_EXERCISE INSTRUCTIONS_: Rewrite every line from the line with "If you could tag the grass" through the end of the listing, requests included, and offset each answer coordinate by adding 77 to it.

(Saved data entries)
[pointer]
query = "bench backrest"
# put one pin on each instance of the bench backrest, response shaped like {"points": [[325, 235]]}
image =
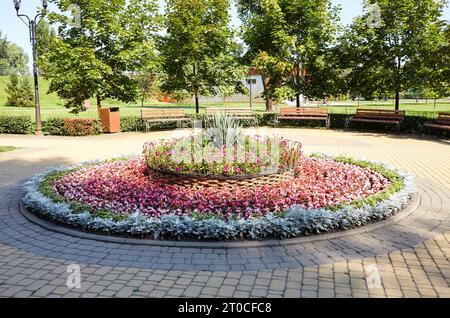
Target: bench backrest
{"points": [[163, 113], [304, 112], [380, 114], [444, 119], [236, 112]]}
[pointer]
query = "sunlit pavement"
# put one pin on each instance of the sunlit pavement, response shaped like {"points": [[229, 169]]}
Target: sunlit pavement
{"points": [[408, 257]]}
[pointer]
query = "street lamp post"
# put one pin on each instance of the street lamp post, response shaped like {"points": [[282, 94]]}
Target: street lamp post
{"points": [[32, 25]]}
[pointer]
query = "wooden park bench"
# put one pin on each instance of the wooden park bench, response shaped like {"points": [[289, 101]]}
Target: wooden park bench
{"points": [[380, 116], [237, 113], [442, 123], [163, 115], [303, 114]]}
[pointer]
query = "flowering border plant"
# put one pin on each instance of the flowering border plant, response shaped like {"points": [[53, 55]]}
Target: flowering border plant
{"points": [[294, 221], [202, 156]]}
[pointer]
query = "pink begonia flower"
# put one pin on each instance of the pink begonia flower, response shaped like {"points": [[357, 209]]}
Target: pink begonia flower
{"points": [[125, 187]]}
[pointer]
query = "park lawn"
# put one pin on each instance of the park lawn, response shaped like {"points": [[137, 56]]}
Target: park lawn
{"points": [[52, 106], [134, 110], [6, 148]]}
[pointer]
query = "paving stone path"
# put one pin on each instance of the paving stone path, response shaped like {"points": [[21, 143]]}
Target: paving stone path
{"points": [[410, 252]]}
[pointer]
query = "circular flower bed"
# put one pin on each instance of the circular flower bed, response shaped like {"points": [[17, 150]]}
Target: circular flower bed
{"points": [[118, 197], [200, 157]]}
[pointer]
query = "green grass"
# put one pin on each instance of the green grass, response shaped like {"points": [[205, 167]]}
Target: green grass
{"points": [[6, 148], [52, 106]]}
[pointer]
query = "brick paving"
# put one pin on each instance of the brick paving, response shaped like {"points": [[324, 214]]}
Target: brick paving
{"points": [[406, 257]]}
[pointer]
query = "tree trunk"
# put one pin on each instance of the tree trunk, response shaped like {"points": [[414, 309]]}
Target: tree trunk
{"points": [[99, 104], [196, 89], [269, 105], [197, 103], [397, 99], [269, 102]]}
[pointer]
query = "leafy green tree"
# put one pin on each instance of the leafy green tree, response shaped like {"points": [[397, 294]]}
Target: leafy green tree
{"points": [[13, 59], [197, 50], [19, 92], [45, 34], [12, 90], [97, 56], [392, 56], [313, 24], [265, 32], [149, 83], [26, 97]]}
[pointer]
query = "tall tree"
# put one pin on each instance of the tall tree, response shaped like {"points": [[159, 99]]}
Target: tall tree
{"points": [[45, 34], [391, 56], [13, 59], [97, 56], [197, 50], [265, 32]]}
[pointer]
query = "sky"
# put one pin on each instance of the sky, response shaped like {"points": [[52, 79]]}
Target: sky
{"points": [[17, 32]]}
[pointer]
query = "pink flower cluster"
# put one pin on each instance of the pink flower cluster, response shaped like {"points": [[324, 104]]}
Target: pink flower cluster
{"points": [[124, 187]]}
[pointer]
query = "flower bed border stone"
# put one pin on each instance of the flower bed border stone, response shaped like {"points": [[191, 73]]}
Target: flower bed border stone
{"points": [[296, 222]]}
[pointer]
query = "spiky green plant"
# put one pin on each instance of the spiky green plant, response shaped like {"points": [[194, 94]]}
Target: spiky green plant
{"points": [[223, 130]]}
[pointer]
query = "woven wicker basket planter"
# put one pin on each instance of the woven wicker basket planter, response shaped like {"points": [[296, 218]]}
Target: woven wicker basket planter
{"points": [[271, 178], [222, 181]]}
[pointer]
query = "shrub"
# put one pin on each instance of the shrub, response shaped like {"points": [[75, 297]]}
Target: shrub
{"points": [[132, 124], [82, 127], [21, 125], [55, 127], [20, 92]]}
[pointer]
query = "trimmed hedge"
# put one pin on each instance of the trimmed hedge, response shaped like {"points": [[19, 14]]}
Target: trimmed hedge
{"points": [[20, 125], [72, 127], [88, 127]]}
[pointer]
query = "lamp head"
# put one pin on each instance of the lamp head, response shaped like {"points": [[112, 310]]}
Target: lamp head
{"points": [[17, 4]]}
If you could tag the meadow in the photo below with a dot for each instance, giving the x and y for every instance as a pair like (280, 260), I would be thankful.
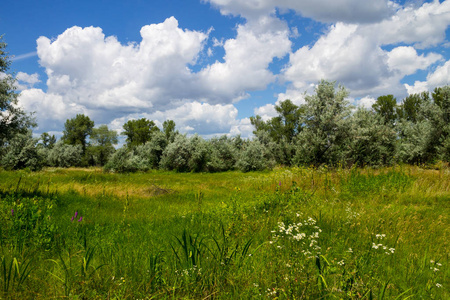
(290, 233)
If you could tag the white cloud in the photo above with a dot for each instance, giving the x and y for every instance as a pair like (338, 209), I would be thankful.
(51, 109)
(97, 75)
(352, 54)
(266, 112)
(295, 95)
(418, 87)
(27, 80)
(424, 26)
(342, 55)
(321, 10)
(246, 61)
(192, 117)
(440, 77)
(366, 102)
(407, 62)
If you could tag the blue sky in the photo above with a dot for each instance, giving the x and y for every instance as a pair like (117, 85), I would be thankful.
(211, 64)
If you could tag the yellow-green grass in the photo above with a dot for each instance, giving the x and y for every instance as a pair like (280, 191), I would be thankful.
(227, 235)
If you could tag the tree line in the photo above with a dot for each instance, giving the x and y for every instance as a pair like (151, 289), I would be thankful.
(325, 130)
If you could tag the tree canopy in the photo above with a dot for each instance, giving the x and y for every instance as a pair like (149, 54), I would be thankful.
(13, 120)
(138, 132)
(76, 131)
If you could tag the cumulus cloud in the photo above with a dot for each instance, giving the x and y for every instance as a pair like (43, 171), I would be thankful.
(424, 26)
(97, 75)
(246, 62)
(407, 62)
(195, 117)
(352, 11)
(342, 55)
(440, 77)
(353, 54)
(27, 80)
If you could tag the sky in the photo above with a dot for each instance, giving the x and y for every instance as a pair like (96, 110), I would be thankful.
(209, 65)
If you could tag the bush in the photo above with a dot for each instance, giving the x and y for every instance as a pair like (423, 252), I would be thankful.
(64, 155)
(151, 152)
(21, 152)
(255, 157)
(123, 161)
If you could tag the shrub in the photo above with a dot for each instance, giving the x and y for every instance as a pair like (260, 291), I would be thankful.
(64, 155)
(21, 152)
(255, 157)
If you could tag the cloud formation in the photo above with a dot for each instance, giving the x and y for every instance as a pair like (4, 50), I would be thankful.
(351, 11)
(369, 48)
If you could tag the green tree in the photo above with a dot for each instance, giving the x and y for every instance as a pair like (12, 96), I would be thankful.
(285, 126)
(326, 131)
(411, 107)
(13, 119)
(138, 132)
(169, 130)
(21, 152)
(102, 144)
(47, 141)
(372, 142)
(76, 131)
(386, 107)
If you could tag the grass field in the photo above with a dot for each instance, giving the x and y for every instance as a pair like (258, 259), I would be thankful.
(286, 234)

_RESULT OF THE TASK_:
If you could tag the grass field in the photo above with a dot for each instance, giving the x and y for every instance as a pair like (258, 259), I would be thankful.
(363, 311)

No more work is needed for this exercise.